▸ İstenenler:
1. 2025 aksiyon filmleri yazısına göre şu soruları yanıtlayın:
(a) Genç izleyici kitlesi salonları hangi yapımlarla doldurdu?
(b) Bilim kurgu tarafında vizyonu açan iş olarak hangi film anılıyor?
(c) Liste hazırlanırken hangi yapımlar elendi?
2. Listede "locate winding path?" içeren satırdan başlayıp "top-left (123, 131), bottom-right (178, 161)" içeren satırda biten bölümü, iki uç satır dahil olmak üzere yeniden yazın. Bu bölümde "pixel coords" ifadesini "pixel coordinates" ile güncelleyin, geri kalan her şeyi değiştirmeyin ve yalnızca bu satırları verin.

▸ Belge Alıntısı:
▼
2025 yılı sinema dünyası için kelimenin tam anlamıyla bir “rollercoaster” gibi geçti diyebiliriz. Korku türü altın çağını yaşarken, genç izleyici kitlesi A Minecraft Movie ve Lilo & Stitch gibi yapımlarla salonları doldurdu. Bilim kurgu tarafında da yüzümüz güldü; özellikle Mickey 17 gibi işler vizyonumuzu açtı. Ancak bizim damarlarımızda dolaşan asıl heyecan, patlamış mısırımızı alıp koltuğa gömüldüğümüzde hissettiğimiz o adrenalin patlamasında saklı: Aksiyon sineması.
Bu yıl beyaz perdede ve dijital platformlarda izlediğimiz aksiyon filmleri, sadece “vurdulu kırdılı” olmaktan öte, hikaye anlatımıyla da bizi yakalamayı başardı. Süper kahraman yorgunluğunun hissedildiği bir dönemde (evet, bu listede pelerinli kahramanlar yok), saf aksiyonun tadını çıkardık. Listemizi hazırlarken sadece sinemada vizyona giren veya vizyon kalitesinde olup platformlara düşen yapımları baz aldık. 2026’ya sarkanları veya sadece festivalde görücüye çıkanları eledik. Peki, 2025’in en iyi aksiyon filmleri hangileriydi? Gelin, bu yılın en iyilerine birlikte göz atalım.
▲
▸ Satırlar:
▼
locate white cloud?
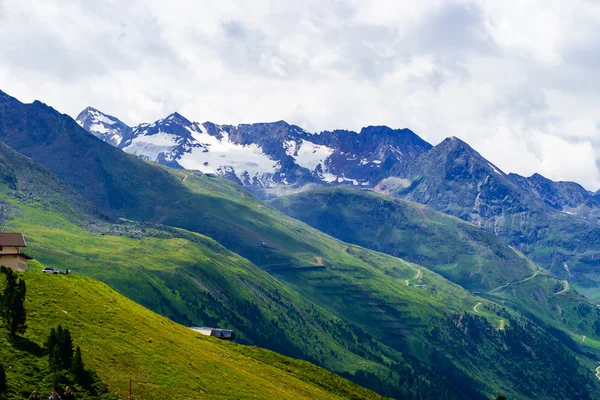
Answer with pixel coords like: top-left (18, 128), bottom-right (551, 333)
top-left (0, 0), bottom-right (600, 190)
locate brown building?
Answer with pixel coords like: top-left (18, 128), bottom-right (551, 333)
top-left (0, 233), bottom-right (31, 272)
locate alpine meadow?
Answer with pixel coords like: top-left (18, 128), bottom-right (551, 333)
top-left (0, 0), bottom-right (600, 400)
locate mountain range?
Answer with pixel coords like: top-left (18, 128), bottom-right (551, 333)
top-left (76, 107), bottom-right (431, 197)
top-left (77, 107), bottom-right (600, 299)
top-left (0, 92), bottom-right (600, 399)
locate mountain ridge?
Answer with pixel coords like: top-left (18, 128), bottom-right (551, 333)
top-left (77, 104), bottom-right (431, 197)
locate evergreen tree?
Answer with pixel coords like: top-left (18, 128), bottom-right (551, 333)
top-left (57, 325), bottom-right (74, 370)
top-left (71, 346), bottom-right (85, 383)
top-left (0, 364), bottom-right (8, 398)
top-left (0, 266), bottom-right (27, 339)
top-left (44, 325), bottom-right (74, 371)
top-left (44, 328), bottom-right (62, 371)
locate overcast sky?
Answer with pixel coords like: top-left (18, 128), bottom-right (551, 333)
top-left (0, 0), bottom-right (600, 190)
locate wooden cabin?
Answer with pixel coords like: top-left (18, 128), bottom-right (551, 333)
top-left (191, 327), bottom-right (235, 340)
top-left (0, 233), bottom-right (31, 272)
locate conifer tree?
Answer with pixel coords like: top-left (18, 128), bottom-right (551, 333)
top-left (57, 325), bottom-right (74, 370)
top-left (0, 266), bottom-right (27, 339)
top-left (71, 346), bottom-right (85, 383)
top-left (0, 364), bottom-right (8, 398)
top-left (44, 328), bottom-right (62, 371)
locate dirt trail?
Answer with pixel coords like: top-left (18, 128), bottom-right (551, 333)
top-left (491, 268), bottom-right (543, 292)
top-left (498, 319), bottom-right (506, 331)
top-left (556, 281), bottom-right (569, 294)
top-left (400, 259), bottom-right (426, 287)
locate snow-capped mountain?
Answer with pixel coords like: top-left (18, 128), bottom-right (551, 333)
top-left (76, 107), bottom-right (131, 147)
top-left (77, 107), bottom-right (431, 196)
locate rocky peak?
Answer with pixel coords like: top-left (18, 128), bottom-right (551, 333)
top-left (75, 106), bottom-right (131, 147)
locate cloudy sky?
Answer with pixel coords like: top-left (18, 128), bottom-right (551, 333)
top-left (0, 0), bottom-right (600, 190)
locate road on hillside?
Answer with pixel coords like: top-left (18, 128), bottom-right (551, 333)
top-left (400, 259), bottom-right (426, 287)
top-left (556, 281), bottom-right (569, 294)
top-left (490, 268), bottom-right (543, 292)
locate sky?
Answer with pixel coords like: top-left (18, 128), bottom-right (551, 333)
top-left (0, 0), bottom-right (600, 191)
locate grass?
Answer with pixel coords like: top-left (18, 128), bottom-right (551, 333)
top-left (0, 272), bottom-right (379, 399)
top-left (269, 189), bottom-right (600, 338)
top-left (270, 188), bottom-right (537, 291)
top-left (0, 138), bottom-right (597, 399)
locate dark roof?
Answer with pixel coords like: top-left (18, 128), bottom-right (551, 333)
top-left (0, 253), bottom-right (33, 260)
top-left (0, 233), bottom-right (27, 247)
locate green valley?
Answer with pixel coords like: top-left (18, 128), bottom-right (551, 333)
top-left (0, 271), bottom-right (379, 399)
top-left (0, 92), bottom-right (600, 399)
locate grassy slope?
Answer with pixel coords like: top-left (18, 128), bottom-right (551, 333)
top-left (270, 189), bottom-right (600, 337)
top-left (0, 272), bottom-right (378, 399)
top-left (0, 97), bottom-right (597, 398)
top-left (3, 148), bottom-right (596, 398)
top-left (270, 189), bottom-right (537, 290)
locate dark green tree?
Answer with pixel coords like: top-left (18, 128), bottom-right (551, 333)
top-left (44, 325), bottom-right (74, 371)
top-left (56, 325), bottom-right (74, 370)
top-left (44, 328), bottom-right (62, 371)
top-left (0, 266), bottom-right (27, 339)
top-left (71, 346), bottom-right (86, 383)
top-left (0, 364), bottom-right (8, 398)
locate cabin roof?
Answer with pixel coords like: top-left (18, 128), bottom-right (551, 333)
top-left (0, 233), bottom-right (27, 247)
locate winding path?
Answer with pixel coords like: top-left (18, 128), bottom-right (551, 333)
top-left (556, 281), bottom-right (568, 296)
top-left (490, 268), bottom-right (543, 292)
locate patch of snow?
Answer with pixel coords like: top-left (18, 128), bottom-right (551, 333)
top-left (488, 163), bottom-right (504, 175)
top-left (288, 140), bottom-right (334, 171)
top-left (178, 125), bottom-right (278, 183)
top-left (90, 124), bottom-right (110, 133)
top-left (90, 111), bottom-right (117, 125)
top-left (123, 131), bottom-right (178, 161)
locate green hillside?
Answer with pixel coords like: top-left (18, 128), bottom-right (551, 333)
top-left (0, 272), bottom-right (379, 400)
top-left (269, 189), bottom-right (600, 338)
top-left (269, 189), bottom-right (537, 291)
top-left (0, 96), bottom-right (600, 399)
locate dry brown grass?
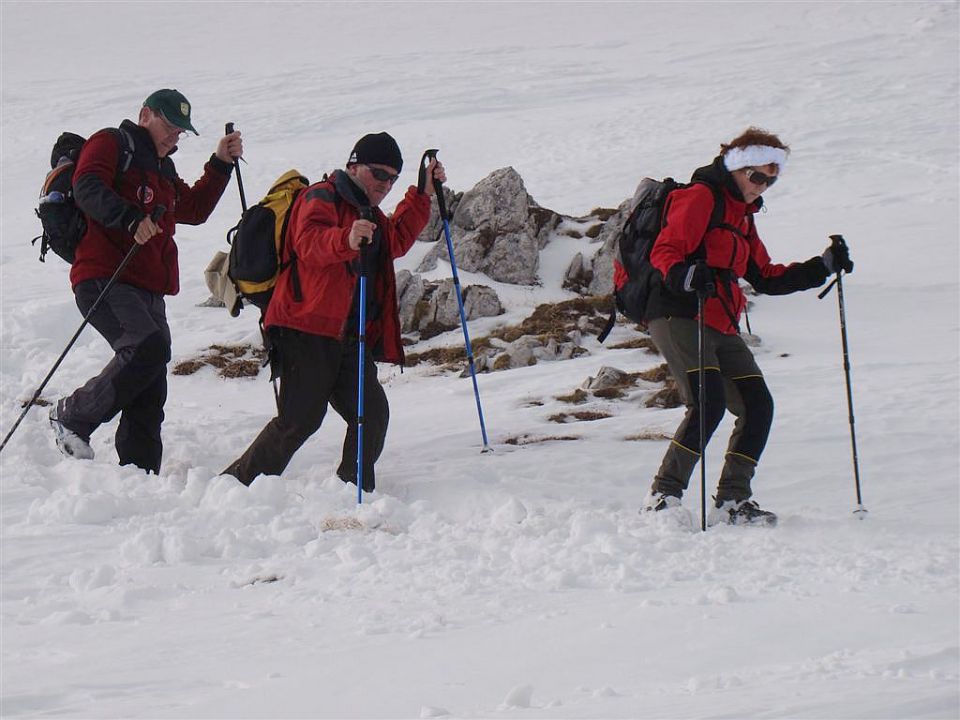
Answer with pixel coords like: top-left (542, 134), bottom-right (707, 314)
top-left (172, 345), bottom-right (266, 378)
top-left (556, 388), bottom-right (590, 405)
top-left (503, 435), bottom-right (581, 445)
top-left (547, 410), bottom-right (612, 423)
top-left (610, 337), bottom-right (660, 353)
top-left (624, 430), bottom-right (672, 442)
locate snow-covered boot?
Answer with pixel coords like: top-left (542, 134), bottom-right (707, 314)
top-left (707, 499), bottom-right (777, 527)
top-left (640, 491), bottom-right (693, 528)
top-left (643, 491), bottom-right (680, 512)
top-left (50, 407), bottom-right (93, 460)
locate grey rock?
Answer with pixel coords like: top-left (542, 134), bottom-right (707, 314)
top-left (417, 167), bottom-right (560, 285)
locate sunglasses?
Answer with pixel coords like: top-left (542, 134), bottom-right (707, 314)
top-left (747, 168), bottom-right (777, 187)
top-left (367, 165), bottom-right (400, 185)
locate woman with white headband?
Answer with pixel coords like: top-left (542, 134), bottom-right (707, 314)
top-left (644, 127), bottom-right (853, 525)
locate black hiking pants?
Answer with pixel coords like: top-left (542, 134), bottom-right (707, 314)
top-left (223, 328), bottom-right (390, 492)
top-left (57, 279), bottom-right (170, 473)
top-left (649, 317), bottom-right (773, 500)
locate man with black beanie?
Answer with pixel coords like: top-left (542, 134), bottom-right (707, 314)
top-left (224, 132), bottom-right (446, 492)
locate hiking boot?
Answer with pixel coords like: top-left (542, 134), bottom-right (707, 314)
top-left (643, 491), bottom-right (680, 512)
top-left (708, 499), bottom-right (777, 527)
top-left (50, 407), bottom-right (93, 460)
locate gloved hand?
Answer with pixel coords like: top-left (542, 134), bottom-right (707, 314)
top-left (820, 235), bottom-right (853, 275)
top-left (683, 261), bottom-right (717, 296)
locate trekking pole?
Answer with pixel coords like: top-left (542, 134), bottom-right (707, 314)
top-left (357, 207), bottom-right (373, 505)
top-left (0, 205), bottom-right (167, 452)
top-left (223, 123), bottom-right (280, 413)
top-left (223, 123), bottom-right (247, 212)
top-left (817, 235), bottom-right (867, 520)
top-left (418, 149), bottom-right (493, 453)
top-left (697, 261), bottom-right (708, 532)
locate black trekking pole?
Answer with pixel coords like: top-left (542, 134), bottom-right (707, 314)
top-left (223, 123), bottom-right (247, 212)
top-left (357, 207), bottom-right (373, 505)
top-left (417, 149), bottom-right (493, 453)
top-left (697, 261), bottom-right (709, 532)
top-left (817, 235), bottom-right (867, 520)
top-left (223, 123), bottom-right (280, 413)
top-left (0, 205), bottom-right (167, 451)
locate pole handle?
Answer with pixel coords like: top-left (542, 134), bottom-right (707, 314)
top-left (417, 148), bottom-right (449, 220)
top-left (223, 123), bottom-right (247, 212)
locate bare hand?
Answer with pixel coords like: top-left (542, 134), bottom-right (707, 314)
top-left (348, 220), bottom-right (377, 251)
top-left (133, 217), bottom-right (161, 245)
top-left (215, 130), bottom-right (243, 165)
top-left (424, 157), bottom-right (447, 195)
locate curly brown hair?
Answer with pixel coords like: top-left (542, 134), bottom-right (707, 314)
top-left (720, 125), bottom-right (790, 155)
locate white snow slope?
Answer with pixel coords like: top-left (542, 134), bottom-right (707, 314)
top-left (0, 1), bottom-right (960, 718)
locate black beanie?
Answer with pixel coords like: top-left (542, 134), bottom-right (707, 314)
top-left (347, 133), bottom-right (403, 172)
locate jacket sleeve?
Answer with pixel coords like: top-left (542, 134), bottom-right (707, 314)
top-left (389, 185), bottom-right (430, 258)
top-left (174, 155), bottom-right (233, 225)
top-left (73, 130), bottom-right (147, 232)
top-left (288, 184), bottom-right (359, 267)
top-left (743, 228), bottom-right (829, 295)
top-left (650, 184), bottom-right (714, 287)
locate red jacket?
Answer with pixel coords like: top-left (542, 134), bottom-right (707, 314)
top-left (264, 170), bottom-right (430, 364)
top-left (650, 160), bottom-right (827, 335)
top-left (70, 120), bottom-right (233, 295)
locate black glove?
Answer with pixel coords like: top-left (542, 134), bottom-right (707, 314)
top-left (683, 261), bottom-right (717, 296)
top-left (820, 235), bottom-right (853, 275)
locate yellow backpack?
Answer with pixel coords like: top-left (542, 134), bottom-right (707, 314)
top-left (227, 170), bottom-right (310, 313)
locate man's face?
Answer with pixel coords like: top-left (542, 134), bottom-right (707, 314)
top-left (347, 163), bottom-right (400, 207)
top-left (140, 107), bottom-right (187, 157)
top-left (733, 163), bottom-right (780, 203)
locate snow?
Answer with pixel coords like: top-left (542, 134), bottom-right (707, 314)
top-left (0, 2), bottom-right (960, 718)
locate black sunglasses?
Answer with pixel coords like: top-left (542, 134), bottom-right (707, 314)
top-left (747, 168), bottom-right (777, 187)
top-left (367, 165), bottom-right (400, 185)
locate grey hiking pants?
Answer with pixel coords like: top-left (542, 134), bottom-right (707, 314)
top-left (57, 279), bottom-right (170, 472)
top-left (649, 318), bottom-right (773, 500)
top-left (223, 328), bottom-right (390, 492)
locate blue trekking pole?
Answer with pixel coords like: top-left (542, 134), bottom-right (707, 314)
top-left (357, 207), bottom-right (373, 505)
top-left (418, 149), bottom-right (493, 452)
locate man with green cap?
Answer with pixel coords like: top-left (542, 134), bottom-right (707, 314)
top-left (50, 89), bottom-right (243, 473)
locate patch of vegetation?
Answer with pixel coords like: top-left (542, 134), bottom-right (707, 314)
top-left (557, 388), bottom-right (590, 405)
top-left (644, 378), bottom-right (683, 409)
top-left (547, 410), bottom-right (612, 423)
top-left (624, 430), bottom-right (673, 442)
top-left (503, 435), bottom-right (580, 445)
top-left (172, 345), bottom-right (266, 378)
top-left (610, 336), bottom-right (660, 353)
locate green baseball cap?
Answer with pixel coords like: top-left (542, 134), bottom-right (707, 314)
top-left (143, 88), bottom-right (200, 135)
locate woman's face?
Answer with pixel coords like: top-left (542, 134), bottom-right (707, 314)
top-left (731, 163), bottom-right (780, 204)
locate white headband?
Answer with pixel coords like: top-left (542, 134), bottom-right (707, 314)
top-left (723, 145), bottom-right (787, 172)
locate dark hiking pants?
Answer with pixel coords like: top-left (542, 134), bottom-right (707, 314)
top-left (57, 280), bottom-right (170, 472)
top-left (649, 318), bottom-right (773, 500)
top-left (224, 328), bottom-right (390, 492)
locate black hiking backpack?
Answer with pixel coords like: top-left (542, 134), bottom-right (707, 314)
▲
▸ Görev Çıktıları:
1.
(a) A Minecraft Movie ve Lilo & Stitch.
(b) Mickey 17.
(c) 2026'ya sarkanlar ve yalnızca festivalde görücüye çıkanlar.

2.
locate winding path?
Answer with pixel coordinates like: top-left (18, 128), bottom-right (551, 333)
top-left (556, 281), bottom-right (568, 296)
top-left (490, 268), bottom-right (543, 292)
locate patch of snow?
Answer with pixel coordinates like: top-left (18, 128), bottom-right (551, 333)
top-left (488, 163), bottom-right (504, 175)
top-left (288, 140), bottom-right (334, 171)
top-left (178, 125), bottom-right (278, 183)
top-left (90, 124), bottom-right (110, 133)
top-left (90, 111), bottom-right (117, 125)
top-left (123, 131), bottom-right (178, 161)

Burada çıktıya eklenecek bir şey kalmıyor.